C’est la question posée à Philippe Gervais-Lambony lors du Café géo du 26 novembre 2013 au Café de Flore.
Philippe GL se propose de répondre à cette question en quatre temps.
–Les inerties spatiales
– Le nouveau paysage politique
– Mémoires et nostalgies
– Le changement social
Les inerties spatiales
Philippe Gervais-Lambony invite à réfléchir sur deux cartes :
– La carte de l’ancien découpage territorial de l’Afrique du Sud (1948-1994).
– La nouvelle carte administrative dessinée après l’apartheid.
La nouvelle carte n’a qu’une signification relative : la carte de l’apartheid qui n’a plus aucune valeur autre qu’historique apparaît cependant toujours en filigrane derrière la nouvelle.
Les bantoustans faisaient la spécificité de l’Afrique du Sud jusqu’en 94.
Le principe de division réside dans le fait de décréter qu’une terre est blanche ou noire et de diviser les populations selon les groupes ethniques.
Cette politique commence en 1913 (terres réservées) puis se poursuit dans le processus d’ethnicisation des années 70.
A l’issue de quoi 5 millions de personnes sont déplacées. Tous les Noirs non salariés sont renvoyés dans un bantoustan. Presque tout habitant noir d’une ville est rattaché à un bantoustan.
Le découpage fait apparaître 9 ethnies et 10 bantoustans. 4 Etats deviennent indépendants, indépendance tout à fait théorique. L’Afrique du Sud blanche finance tout.
C’est peut-être le seul cas au monde où certains territoires avaient la possibilité de se séparer de l’ensemble (On peut tout de même rappeler que cette possibilité théorique existait au sein de l’Union Soviétique ou de la Yougoslavie)
Comment se débarrasser de cet héritage ?
Dans un pays qui a « la religion de l’espace », on dessine une nouvelle carte administrative.
La nouvelle carte, celle des 9 provinces fait théoriquement litière des anciennes divisions.

[DONNÉES EXTRAITES]
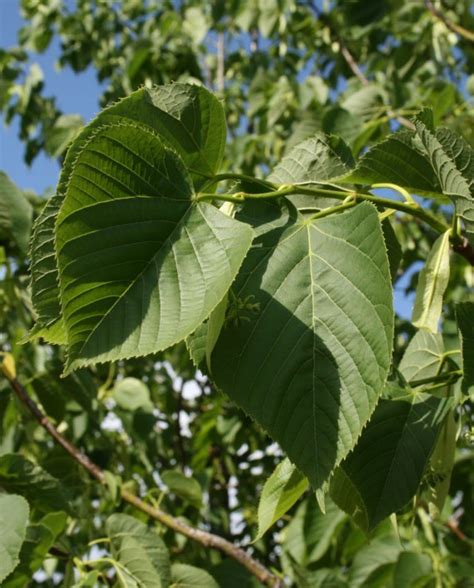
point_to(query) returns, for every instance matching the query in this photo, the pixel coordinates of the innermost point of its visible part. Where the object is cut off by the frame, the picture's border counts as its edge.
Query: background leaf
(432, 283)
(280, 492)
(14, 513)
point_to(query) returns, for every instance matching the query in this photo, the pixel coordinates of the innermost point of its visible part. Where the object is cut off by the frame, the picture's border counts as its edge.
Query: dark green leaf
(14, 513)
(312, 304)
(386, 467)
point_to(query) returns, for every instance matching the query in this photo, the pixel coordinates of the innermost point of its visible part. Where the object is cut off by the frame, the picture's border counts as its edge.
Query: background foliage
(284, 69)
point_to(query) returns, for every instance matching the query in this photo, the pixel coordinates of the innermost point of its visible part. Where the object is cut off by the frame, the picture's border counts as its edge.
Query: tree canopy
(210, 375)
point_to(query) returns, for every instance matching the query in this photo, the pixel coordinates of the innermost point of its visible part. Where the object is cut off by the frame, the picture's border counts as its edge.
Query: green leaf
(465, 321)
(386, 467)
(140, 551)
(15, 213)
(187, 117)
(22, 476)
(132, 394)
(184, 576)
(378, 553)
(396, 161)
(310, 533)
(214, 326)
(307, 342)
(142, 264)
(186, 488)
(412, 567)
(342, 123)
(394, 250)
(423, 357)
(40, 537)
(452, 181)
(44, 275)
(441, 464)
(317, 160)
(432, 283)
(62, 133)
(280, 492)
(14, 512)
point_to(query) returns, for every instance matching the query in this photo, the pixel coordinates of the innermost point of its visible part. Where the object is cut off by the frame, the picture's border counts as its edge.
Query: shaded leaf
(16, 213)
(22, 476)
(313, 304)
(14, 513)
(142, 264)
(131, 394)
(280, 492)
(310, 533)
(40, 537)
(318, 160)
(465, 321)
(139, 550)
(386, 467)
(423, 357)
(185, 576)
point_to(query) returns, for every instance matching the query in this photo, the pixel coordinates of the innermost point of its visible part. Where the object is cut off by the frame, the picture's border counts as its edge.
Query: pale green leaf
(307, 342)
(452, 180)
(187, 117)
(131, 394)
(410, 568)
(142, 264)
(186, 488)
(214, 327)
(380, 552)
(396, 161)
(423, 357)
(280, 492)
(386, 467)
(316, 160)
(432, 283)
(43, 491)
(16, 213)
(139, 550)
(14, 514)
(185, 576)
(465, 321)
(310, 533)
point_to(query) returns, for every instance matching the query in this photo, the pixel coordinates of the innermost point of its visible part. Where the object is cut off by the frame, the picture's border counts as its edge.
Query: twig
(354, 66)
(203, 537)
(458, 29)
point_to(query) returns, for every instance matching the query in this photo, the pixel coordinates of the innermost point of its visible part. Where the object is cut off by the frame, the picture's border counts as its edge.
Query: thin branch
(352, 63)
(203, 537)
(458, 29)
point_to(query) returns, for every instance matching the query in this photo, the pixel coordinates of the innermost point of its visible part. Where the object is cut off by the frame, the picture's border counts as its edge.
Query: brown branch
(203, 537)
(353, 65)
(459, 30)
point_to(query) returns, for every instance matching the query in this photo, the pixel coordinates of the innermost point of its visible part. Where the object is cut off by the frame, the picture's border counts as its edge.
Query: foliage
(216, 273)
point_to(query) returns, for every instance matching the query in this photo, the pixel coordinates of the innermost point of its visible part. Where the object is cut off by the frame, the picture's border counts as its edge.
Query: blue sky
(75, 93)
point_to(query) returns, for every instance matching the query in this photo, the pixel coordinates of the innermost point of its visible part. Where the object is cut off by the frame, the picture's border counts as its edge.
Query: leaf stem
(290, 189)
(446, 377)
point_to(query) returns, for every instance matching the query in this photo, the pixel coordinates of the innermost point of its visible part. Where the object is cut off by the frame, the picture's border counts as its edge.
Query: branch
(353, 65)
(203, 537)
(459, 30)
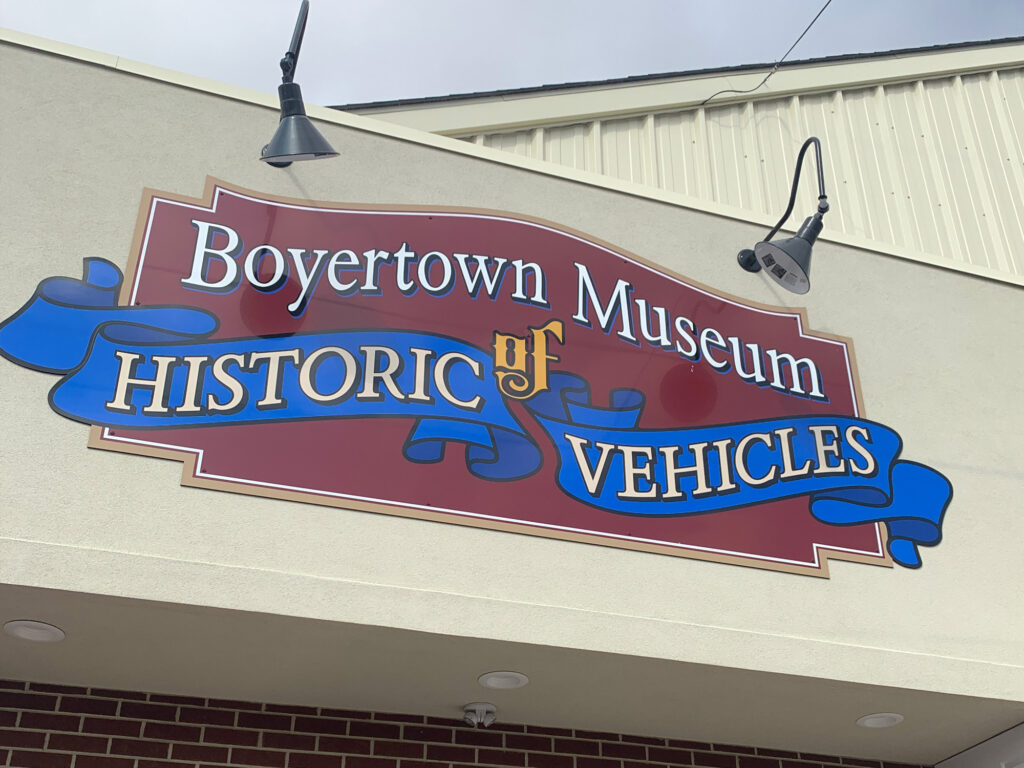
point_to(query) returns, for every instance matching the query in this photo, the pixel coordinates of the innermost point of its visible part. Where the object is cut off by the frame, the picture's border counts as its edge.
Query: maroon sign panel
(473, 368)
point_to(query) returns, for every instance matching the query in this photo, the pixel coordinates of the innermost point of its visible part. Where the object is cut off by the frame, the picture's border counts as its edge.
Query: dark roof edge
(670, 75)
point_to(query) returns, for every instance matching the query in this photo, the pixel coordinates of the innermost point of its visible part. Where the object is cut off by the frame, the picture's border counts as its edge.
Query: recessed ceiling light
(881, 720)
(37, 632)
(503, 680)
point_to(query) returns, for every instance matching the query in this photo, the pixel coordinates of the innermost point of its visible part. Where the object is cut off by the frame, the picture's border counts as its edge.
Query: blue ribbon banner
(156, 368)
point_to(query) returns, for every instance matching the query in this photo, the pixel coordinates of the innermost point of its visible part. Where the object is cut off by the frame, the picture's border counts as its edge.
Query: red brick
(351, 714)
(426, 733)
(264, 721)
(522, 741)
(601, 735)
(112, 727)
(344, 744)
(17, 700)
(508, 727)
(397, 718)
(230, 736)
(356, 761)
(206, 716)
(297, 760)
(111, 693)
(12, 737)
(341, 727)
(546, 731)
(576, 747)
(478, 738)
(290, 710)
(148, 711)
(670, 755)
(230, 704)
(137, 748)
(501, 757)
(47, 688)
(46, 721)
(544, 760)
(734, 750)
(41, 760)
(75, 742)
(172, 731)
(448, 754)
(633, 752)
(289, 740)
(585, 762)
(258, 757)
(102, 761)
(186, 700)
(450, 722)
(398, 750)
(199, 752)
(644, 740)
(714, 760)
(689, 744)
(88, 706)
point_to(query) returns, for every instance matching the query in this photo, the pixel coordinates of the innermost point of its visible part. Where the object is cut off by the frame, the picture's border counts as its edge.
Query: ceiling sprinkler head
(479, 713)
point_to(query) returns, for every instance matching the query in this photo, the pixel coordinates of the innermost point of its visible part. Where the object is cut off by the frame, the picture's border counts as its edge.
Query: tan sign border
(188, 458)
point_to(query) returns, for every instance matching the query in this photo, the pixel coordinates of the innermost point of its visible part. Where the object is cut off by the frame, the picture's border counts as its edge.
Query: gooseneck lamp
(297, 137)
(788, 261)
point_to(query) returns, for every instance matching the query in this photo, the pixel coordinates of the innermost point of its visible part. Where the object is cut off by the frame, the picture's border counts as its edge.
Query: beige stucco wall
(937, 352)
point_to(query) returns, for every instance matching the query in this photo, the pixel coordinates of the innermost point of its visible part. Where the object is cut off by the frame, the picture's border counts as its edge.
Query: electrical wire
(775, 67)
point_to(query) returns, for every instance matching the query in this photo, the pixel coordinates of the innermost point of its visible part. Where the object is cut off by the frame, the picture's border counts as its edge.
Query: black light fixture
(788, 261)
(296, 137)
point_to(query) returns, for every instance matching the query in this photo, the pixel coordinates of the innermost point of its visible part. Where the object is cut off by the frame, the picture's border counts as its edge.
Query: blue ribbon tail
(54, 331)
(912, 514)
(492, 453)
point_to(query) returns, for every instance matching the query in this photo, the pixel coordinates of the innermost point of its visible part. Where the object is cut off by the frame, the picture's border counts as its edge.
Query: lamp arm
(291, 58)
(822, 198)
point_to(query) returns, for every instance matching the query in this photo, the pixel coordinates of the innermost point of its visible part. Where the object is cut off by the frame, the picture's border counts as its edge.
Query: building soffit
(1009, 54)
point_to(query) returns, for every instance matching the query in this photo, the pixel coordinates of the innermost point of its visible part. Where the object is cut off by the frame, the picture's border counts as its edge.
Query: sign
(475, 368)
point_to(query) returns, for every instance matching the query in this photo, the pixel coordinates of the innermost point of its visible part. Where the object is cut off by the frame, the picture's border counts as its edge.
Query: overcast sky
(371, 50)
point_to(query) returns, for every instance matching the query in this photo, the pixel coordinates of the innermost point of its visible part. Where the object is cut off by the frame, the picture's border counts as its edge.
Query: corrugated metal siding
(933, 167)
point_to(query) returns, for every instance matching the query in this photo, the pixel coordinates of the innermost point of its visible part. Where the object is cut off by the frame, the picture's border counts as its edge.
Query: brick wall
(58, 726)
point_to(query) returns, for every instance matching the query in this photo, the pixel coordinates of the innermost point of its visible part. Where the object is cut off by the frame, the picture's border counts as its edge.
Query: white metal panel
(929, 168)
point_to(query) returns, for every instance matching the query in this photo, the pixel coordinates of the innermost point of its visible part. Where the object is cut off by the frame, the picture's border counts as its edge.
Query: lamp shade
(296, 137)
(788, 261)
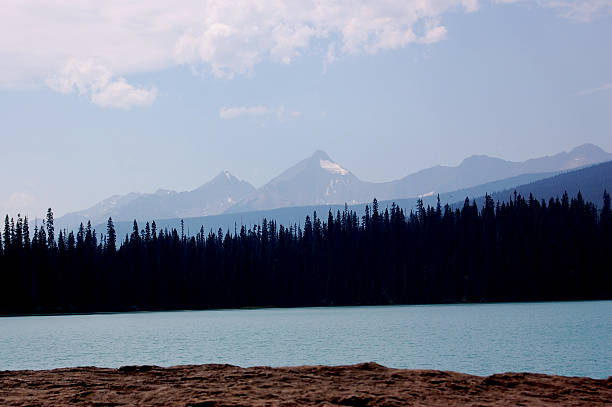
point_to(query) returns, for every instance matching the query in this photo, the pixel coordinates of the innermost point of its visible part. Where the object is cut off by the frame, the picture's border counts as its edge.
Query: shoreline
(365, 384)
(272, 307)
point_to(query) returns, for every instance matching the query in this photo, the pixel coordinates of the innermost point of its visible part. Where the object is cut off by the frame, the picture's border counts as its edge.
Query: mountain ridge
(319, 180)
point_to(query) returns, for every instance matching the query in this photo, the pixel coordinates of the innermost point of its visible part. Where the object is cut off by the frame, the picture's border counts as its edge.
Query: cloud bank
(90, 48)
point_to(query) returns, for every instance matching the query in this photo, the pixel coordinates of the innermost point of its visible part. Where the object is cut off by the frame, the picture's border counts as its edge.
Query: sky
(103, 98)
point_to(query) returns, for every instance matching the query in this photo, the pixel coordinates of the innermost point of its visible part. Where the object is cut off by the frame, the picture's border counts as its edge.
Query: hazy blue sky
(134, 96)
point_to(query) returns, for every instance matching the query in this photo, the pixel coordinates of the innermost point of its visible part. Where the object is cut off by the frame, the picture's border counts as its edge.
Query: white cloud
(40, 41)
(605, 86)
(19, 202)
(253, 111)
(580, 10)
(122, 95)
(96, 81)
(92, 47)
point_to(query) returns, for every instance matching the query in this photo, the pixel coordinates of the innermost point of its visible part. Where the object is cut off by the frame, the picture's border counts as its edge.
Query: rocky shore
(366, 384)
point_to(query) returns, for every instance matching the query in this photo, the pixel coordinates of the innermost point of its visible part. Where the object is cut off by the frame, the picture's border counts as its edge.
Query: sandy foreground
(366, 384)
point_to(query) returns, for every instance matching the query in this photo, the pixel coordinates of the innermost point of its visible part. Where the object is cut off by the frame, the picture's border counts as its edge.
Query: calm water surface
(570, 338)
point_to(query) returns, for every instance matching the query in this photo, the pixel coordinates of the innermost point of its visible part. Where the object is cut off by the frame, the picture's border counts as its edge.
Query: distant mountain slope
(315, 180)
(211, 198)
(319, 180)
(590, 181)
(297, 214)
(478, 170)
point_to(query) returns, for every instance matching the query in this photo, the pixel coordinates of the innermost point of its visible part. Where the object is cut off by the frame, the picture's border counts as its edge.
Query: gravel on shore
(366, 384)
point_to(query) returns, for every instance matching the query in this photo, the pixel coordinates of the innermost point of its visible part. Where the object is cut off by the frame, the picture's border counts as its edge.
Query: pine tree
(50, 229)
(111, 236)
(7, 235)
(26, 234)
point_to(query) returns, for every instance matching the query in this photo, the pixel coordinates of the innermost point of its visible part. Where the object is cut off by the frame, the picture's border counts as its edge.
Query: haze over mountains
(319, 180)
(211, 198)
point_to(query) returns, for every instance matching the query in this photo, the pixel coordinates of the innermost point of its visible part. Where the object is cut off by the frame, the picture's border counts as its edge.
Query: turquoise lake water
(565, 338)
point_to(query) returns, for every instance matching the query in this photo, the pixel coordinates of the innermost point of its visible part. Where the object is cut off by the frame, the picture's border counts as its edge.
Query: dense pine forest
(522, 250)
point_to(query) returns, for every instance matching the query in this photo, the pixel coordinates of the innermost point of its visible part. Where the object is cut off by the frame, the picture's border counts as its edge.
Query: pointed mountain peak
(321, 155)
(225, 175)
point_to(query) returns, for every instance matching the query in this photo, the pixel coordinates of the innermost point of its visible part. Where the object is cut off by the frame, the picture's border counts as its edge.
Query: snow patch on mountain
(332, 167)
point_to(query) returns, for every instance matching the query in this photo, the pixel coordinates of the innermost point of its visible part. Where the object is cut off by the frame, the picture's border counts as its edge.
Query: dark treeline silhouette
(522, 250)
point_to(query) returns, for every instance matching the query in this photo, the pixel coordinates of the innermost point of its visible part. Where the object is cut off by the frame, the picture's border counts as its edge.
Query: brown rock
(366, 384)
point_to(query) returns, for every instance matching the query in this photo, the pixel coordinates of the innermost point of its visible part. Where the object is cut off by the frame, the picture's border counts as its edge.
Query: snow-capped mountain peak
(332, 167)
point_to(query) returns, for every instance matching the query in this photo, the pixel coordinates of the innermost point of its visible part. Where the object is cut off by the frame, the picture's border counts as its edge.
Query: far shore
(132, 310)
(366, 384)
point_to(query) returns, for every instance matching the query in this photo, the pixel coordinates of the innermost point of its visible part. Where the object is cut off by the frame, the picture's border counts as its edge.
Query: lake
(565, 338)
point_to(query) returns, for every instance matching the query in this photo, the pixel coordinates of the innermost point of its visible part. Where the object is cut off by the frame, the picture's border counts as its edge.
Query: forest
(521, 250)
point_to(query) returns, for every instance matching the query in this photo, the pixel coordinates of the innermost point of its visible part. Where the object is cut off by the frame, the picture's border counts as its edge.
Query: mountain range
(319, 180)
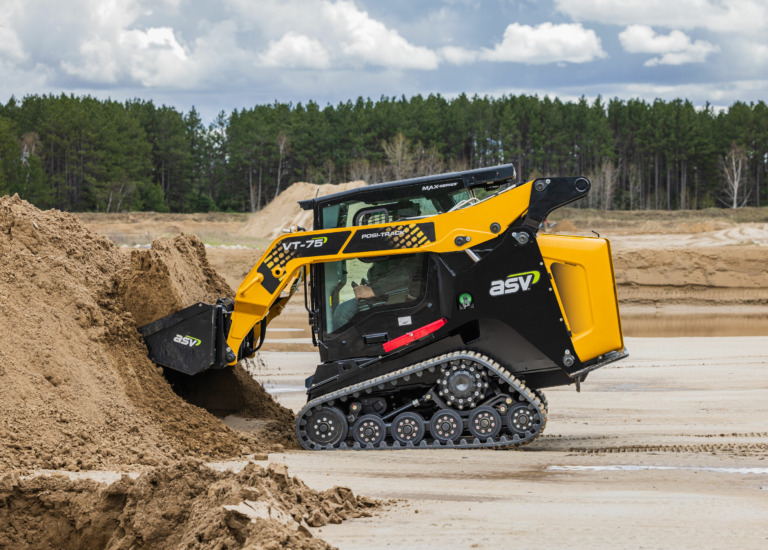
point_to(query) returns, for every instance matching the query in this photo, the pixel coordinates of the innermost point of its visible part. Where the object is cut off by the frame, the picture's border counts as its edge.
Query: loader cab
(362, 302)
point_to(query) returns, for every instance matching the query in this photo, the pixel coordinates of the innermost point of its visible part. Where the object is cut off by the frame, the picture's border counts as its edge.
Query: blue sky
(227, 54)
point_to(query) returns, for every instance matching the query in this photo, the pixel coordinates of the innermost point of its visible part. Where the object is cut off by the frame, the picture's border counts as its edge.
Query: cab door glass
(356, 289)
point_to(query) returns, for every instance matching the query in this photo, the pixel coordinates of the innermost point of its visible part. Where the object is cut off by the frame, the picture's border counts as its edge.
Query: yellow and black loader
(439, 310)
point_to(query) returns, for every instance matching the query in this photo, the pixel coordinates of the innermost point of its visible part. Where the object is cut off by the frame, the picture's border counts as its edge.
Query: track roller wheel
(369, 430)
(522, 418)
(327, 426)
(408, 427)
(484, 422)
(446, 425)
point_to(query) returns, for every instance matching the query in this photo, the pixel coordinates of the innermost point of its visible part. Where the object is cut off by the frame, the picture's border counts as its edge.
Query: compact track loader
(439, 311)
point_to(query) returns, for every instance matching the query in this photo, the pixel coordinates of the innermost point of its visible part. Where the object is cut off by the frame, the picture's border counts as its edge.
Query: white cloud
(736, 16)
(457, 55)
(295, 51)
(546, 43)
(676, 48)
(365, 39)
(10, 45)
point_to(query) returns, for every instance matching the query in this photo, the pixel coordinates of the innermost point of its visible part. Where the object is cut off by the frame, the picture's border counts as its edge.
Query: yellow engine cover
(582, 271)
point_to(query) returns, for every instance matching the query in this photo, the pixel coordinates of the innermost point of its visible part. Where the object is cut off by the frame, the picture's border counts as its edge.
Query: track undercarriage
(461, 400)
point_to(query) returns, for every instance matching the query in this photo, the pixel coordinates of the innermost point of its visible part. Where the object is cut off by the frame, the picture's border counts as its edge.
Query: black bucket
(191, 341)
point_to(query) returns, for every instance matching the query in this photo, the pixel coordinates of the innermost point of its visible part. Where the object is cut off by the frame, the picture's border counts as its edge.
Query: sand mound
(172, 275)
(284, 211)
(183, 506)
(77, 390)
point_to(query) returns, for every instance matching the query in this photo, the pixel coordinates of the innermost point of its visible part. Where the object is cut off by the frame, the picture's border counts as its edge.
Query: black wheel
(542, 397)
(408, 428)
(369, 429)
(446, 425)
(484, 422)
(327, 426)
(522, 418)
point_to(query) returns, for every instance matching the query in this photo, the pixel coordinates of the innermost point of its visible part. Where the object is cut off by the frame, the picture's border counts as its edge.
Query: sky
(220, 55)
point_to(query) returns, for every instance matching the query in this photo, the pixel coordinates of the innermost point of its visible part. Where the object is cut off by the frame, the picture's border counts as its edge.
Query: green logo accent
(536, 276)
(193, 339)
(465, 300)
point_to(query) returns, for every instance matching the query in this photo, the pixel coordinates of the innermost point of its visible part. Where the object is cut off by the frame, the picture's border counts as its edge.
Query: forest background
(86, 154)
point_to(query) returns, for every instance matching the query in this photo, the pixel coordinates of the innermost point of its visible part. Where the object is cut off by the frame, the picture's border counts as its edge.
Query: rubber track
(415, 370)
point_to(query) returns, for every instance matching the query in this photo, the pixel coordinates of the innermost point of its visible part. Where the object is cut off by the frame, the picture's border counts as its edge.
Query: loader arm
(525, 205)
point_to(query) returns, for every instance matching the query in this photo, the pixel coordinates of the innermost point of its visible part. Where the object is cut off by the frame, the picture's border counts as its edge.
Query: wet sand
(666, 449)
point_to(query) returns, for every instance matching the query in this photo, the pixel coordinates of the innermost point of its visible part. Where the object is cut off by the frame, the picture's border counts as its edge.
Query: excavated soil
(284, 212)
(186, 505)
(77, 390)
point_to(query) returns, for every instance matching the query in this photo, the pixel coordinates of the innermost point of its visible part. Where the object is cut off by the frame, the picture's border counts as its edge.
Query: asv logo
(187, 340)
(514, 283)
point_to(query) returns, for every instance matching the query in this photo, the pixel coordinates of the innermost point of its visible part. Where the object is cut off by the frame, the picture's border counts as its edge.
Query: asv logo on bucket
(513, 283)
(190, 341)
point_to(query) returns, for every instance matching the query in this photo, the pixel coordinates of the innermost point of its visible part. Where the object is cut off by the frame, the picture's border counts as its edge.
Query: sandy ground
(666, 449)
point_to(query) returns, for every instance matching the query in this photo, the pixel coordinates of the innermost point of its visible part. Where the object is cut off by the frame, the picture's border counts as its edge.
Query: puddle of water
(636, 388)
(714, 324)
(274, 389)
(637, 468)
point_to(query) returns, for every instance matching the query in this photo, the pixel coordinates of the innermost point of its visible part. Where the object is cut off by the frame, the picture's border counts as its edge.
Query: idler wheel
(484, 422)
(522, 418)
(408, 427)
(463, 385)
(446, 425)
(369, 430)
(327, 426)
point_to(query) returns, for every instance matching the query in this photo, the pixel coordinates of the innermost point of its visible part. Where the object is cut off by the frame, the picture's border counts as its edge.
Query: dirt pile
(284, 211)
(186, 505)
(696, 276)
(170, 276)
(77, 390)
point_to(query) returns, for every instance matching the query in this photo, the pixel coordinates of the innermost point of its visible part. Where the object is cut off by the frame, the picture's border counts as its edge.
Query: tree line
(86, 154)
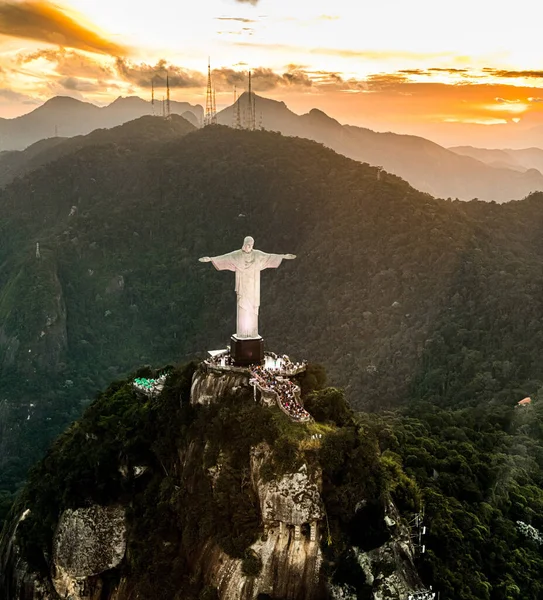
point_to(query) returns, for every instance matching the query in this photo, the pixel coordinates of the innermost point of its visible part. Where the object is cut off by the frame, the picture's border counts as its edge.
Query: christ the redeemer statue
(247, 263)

[CONSIGNES DE TRAVAIL]
(a) D'après l'extrait fourni, selon quels temps Philippe Gervais-Lambony se propose-t-il de répondre à la question posée ? Énumérez-les tous.
(b) Les affirmations suivantes sont-elles conformes à l'extrait fourni ? Répondez par oui ou par non, en citant à chaque fois les mots décisifs du texte.
(i) La politique de division commence en 1913.
(ii) Le découpage fait apparaître 10 ethnies et 9 bantoustans.
(iii) La nouvelle carte administrative compte 9 provinces.

[CORRIGÉ PAR CONSIGNE]
(a)
- Les inerties spatiales
- Le nouveau paysage politique
- Mémoires et nostalgies
- Le changement social

(b)
(i) Oui : « Cette politique commence en 1913 (terres réservées) ».
(ii) Non : « Le découpage fait apparaître 9 ethnies et 10 bantoustans. »
(iii) Oui : « La nouvelle carte, celle des 9 provinces ».